SET TASK - Locate every line in the records that contains the string "texture" and copy each of those lines. Matching is case-sensitive.

-- Begin EXERCISE MATERIALS --

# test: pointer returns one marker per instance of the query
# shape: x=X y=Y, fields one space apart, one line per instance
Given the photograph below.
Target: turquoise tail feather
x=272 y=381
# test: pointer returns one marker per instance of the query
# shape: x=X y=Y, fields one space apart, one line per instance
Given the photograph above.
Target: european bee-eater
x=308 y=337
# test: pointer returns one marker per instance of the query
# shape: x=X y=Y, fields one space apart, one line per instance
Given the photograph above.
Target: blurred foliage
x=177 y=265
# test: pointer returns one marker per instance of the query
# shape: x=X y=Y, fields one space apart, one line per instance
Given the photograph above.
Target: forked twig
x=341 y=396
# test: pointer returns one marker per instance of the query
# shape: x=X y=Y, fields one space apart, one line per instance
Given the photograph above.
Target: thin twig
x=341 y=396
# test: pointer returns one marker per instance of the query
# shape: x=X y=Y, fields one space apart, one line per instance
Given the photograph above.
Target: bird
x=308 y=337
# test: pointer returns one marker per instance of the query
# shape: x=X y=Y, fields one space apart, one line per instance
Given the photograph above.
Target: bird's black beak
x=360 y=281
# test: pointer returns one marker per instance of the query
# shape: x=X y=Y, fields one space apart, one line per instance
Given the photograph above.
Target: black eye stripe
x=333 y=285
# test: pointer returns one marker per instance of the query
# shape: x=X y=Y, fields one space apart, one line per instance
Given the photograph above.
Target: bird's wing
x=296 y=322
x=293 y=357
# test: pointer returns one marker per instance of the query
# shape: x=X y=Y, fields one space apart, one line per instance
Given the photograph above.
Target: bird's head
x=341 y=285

-- End EXERCISE MATERIALS --
-- Begin EXERCISE MATERIALS --

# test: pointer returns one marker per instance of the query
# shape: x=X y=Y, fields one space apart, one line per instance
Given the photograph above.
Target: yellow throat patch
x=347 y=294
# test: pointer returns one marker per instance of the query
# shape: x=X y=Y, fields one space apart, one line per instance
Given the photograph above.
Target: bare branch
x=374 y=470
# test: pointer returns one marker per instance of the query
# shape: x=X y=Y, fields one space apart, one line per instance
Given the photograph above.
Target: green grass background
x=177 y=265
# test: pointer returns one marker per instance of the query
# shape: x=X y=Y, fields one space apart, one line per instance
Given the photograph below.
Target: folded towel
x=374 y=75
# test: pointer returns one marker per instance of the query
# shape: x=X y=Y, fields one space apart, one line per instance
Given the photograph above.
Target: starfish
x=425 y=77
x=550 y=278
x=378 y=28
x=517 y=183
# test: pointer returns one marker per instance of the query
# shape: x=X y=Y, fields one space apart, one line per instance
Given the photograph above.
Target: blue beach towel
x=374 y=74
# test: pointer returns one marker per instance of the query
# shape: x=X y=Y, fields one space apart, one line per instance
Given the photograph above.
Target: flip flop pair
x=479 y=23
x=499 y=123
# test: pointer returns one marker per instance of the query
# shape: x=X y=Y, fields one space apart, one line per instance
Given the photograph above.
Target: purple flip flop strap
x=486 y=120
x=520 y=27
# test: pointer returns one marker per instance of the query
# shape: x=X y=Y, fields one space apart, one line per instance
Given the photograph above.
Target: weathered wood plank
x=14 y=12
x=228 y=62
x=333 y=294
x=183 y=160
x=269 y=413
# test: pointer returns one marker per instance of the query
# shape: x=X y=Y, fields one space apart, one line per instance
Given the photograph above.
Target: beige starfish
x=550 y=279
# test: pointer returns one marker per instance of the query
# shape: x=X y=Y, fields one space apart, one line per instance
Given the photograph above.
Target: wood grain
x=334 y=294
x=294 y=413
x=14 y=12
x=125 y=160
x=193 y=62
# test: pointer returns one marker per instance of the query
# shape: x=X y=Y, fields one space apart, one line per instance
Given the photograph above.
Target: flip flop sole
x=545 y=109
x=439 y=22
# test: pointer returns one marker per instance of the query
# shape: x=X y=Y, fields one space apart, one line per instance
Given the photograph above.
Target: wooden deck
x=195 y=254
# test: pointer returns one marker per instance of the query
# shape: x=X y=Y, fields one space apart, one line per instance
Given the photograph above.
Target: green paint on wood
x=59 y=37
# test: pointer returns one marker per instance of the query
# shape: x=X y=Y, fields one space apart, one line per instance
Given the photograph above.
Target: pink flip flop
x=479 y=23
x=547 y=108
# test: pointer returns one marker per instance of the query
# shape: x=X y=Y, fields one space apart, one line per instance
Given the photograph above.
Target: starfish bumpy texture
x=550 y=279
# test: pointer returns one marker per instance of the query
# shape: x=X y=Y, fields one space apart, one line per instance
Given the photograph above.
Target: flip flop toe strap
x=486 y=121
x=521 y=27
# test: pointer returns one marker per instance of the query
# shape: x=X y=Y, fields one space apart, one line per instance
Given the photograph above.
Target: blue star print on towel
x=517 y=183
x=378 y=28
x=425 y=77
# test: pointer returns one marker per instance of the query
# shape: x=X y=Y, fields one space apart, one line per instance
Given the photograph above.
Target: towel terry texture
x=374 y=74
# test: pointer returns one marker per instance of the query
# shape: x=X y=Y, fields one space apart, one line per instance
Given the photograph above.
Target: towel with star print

-- End EXERCISE MATERIALS --

RESPONSE FOR THIS EXERCISE -
Target: starfish bumpy texture
Target: towel terry texture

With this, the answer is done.